_Activity_
Give the number of lines in these entries that contain "fabric", and nothing more.

_Available data_
· · · ·

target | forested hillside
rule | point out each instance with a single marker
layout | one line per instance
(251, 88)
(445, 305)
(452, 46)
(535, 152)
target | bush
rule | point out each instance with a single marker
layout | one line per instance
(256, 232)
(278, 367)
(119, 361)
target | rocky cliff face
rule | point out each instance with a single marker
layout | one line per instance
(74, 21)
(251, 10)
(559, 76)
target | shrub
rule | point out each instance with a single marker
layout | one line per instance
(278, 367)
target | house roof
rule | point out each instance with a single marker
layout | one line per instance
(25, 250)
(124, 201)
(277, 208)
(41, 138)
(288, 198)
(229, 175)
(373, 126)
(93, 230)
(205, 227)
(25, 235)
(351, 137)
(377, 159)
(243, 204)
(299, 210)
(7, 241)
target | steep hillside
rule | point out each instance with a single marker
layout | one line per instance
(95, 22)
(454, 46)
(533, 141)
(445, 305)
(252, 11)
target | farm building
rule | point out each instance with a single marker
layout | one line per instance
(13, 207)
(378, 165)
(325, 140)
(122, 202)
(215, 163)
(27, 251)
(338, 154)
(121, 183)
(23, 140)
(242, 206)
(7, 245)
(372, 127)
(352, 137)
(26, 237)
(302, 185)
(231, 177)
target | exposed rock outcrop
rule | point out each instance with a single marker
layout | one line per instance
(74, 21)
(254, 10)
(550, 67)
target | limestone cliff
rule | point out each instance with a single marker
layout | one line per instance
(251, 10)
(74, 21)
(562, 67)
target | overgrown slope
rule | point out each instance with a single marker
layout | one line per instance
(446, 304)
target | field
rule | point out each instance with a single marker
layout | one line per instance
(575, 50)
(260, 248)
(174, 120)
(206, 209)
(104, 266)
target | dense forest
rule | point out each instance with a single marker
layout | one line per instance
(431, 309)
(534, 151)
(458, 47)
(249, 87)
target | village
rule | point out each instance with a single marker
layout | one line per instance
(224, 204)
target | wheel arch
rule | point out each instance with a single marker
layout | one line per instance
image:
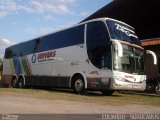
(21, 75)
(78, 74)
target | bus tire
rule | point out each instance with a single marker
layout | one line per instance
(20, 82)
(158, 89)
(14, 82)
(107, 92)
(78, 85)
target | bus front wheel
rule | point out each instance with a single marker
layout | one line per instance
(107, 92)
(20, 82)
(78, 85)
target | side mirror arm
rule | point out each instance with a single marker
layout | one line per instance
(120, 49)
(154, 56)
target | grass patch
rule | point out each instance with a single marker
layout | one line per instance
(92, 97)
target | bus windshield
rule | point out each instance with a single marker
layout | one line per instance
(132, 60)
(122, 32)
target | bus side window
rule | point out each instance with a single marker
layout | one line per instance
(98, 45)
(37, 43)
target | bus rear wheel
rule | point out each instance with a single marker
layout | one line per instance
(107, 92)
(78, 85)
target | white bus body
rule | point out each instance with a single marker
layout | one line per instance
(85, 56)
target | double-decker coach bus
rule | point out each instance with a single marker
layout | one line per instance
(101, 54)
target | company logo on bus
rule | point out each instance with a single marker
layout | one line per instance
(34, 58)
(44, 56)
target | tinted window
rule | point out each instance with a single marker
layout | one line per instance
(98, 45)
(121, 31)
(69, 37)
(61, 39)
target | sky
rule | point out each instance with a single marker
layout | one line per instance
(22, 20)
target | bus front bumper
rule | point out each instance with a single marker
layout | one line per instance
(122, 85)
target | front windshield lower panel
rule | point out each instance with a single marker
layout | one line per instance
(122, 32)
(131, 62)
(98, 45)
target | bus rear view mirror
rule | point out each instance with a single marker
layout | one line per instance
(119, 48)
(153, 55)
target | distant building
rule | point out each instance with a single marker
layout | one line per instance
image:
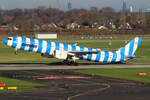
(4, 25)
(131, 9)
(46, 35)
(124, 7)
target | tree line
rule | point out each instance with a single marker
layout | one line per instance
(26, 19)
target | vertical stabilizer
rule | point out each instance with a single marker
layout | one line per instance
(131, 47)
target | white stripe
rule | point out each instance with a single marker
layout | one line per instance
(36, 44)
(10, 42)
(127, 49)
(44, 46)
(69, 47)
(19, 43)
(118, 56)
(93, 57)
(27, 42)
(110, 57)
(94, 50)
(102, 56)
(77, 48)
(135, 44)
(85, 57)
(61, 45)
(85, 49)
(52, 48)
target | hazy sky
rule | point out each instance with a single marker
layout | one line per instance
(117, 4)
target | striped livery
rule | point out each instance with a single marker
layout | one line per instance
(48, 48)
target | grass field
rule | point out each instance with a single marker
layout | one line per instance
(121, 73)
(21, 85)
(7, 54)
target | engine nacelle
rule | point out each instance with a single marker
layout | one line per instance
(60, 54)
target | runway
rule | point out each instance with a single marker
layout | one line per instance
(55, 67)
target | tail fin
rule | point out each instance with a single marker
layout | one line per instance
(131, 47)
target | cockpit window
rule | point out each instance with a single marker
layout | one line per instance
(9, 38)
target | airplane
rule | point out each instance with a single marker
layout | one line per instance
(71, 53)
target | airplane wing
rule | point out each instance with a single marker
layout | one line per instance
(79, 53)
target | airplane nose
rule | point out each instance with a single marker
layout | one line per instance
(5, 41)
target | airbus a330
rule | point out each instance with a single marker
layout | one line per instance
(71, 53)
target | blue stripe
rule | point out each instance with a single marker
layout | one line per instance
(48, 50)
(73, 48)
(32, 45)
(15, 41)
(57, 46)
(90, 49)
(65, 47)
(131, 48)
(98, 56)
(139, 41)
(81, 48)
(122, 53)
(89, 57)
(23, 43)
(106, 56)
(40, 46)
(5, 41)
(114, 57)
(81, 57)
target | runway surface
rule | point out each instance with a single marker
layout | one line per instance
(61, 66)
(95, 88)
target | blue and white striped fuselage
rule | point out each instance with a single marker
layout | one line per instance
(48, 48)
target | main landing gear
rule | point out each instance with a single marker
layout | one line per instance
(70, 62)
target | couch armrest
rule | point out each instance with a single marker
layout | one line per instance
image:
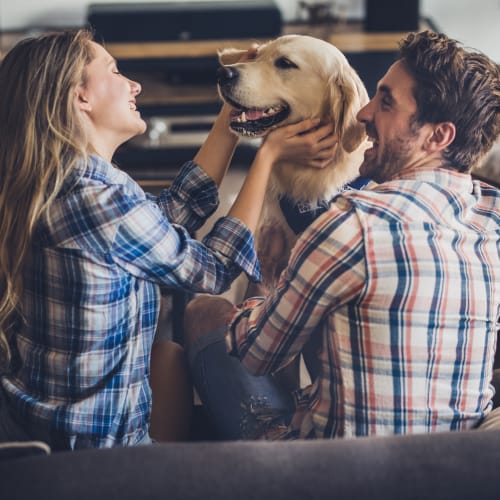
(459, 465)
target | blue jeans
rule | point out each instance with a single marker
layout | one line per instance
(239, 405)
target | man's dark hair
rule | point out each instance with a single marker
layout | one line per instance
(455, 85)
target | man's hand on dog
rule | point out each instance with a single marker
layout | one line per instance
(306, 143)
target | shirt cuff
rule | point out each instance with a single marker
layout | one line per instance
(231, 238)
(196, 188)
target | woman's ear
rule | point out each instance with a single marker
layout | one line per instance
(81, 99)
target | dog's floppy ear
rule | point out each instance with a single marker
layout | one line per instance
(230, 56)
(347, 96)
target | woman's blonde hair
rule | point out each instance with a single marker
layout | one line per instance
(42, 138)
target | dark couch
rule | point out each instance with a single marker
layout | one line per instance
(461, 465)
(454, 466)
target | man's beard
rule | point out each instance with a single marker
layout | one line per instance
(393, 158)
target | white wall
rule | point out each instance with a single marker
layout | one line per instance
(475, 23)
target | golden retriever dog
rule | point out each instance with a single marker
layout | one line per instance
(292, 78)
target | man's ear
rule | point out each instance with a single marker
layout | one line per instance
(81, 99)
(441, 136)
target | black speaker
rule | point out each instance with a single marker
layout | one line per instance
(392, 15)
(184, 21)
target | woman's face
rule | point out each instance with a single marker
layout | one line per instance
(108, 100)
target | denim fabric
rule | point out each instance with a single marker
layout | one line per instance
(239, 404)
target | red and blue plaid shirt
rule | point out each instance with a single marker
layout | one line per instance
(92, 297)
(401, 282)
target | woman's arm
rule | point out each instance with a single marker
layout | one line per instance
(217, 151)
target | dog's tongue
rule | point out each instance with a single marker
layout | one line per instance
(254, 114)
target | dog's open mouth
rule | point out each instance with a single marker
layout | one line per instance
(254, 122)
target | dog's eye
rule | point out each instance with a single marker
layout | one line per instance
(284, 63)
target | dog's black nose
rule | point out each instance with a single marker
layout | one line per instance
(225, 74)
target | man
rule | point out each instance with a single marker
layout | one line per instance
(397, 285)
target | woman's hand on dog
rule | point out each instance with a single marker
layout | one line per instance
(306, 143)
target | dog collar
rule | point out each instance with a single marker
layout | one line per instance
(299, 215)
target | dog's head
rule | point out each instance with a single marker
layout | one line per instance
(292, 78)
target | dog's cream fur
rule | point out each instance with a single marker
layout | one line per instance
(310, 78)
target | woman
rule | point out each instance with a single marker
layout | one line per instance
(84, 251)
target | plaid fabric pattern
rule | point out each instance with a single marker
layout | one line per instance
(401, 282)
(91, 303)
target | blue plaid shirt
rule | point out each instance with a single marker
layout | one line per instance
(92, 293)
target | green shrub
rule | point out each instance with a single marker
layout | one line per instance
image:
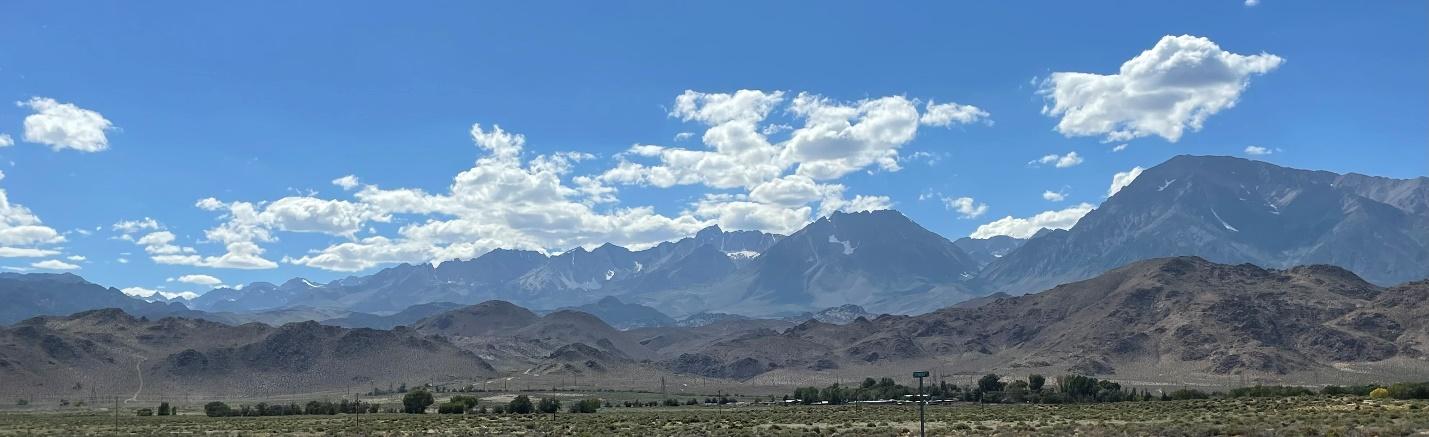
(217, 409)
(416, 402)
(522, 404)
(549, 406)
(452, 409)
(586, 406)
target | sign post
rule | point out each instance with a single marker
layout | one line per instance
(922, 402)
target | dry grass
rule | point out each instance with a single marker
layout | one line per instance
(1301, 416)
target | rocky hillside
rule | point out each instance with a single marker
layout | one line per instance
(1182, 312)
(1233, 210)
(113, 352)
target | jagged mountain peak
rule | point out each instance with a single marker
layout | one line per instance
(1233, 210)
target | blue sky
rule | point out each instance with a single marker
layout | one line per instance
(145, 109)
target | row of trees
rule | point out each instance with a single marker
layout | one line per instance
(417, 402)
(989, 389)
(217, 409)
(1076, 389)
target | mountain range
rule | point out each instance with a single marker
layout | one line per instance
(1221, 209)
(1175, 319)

· · · ·

_Response area_
2